* [DIRECTIONS] Whatever the records say, give every one of them again exactly.

* [RECORDED INFORMATION]
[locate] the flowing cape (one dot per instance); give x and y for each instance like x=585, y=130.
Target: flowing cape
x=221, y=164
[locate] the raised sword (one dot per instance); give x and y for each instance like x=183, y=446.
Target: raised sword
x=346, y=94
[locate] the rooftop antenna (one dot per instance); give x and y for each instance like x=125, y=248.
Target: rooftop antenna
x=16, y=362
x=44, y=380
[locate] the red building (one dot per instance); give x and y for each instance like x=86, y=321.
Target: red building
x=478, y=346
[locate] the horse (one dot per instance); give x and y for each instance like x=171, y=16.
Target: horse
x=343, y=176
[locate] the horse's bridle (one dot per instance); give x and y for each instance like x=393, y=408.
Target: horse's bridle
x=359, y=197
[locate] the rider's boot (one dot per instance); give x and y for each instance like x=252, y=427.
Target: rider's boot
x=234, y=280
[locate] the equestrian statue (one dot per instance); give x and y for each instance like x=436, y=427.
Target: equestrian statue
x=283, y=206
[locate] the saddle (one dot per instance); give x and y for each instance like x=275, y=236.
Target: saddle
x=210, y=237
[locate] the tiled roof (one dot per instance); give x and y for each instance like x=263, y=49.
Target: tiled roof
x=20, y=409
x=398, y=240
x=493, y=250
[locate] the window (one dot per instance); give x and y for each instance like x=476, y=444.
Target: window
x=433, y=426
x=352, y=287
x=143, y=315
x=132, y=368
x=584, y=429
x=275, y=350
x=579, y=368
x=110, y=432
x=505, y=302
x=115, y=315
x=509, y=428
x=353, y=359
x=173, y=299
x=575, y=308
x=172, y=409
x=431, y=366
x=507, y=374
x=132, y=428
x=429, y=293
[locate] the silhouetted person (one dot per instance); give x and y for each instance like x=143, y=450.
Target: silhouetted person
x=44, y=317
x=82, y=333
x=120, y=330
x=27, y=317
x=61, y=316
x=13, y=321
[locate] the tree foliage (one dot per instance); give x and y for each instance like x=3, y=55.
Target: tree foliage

* [RESULT BELOW]
[locate] the flowing cape (one dot per instance); give x and y for each instance like x=585, y=130.
Target: flowing cape
x=221, y=164
[locate] the raised sword (one dot per instance); give x and y for each instance like x=183, y=446.
Target: raised sword
x=346, y=94
[locate] the rooftop antenna (one dot per instance); give x and y for each instance like x=125, y=248.
Target: rooftop antenna
x=16, y=362
x=44, y=380
[locate] the red building (one dot per instance); give x and y for each instance like x=86, y=321.
Target: red building
x=478, y=346
[locate] the horse (one dot per instance); give x and y for each instance like x=171, y=16.
Target: horse
x=343, y=176
[locate] the horse's bridle (one dot per instance); give x and y for each instance like x=393, y=408.
Target: horse's bridle
x=359, y=197
[locate] the rider's boot (one dot per instance); give x and y for each instance like x=252, y=427.
Target: rider's boot
x=234, y=280
[locate] the equestrian statue (one dot per instance); give x and y for each instance like x=436, y=427.
Target: equestrian statue
x=283, y=206
[locate] the saddle (one dot per instance); give x and y for each instance like x=275, y=236.
Target: saddle
x=210, y=237
[locate] the tiled roof (one dot per instance); give x and y for each instance like x=263, y=49.
Target: tiled roof
x=20, y=409
x=398, y=240
x=493, y=250
[locate] the window (one dot per instance); give x and y for each instance like x=476, y=444.
Target: window
x=433, y=426
x=352, y=287
x=143, y=315
x=132, y=368
x=584, y=429
x=275, y=350
x=579, y=368
x=110, y=432
x=505, y=302
x=115, y=315
x=509, y=428
x=353, y=359
x=173, y=299
x=575, y=308
x=172, y=409
x=431, y=366
x=507, y=374
x=132, y=428
x=429, y=293
[locate] the silhouetted person (one dot per instance); give x and y for each instance like x=143, y=450.
Target: silhouetted person
x=44, y=317
x=82, y=333
x=120, y=330
x=27, y=317
x=61, y=316
x=13, y=321
[locate] the tree foliage (one dot per instance); give x and y for each instance like x=3, y=55.
Target: tree foliage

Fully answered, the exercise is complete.